--- TEXT UNDER STUDY ---
....

DeepConf: Deep Think with Confidence

Executive Summary

DeepConf performs test-time filtering of low‑quality reasoning traces using model‑internal confidence, improving accuracy and cost [1].
Combines token‑level and group (sliding‑window) confidence to estimate local reasoning reliability [1].
Supports offline and online modes; enables confidence‑weighted majority voting and early‑stop filtering [1].
On AIME 2025, DeepConf@512 attains up to 99.9% accuracy and reduces generated tokens by up to 84.7% versus standard parallel thinking at the same budget [1].

Glossary

Token confidence: token probability (from logprobs) used as a reliability proxy [1].

Group confidence: aggregated confidence over a sliding window of adjacent tokens [1].

Tail/lowest‑group: tail statistics or minimum‑group confidence for a trace [1].

Top‑x% filter: keep only traces within the desired confidence quantile [1].

What DeepConf is and why it matters

DeepConf is a test‑time method that scores reasoning quality via internal confidence signals, discarding weak paths early and focusing budget on promising ones [1]. In multi‑trace settings (e.g., self‑consistency), this yields stronger decisions with fewer tokens [1].

....

--- LISTED ENTRIES ---
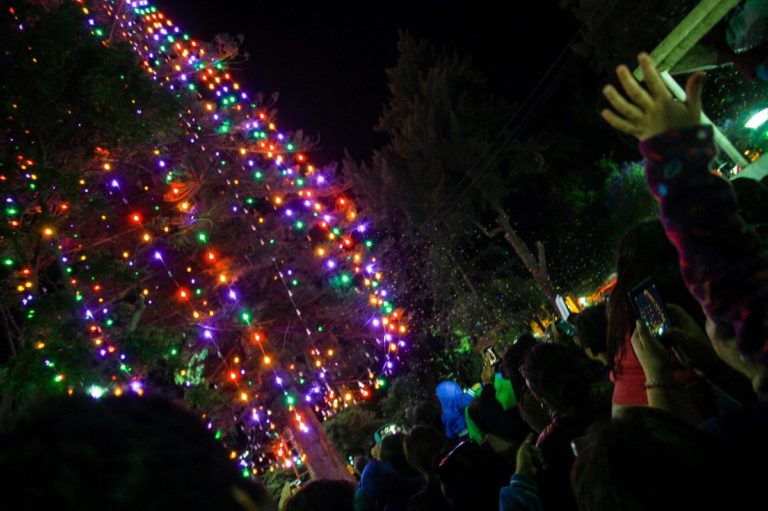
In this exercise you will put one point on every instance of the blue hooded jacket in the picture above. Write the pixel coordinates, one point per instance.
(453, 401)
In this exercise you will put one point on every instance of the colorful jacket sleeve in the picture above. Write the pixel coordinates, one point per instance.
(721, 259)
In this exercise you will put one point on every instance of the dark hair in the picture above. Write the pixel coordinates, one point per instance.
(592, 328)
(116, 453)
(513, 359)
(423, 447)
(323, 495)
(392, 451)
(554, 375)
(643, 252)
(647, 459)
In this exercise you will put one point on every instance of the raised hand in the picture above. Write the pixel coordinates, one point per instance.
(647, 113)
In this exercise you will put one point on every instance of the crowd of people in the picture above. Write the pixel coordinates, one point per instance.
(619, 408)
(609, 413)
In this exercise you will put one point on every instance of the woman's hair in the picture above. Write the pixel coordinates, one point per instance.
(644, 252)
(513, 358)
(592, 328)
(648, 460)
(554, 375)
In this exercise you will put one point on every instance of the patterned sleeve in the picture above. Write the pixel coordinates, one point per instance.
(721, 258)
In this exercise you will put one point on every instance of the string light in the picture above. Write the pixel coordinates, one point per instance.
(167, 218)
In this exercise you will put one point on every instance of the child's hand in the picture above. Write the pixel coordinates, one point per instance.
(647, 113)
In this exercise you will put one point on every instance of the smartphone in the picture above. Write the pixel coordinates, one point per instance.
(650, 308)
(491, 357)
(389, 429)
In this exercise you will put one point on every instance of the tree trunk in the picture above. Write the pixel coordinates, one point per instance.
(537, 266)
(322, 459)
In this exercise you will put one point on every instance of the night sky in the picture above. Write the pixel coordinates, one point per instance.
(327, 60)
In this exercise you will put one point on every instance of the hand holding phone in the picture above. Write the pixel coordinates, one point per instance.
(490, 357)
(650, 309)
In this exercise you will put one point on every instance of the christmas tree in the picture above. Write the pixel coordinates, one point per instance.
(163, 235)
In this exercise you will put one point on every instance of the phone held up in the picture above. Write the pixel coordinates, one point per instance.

....

Rewrite the stretch of the DeepConf text from "Tail/lowest‑group: tail statistics" through "fewer tokens [1].", replacing "budget" with "compute" wherever it appears.

Tail/lowest‑group: tail statistics or minimum‑group confidence for a trace [1].

Top‑x% filter: keep only traces within the desired confidence quantile [1].

What DeepConf is and why it matters

DeepConf is a test‑time method that scores reasoning quality via internal confidence signals, discarding weak paths early and focusing compute on promising ones [1]. In multi‑trace settings (e.g., self‑consistency), this yields stronger decisions with fewer tokens [1].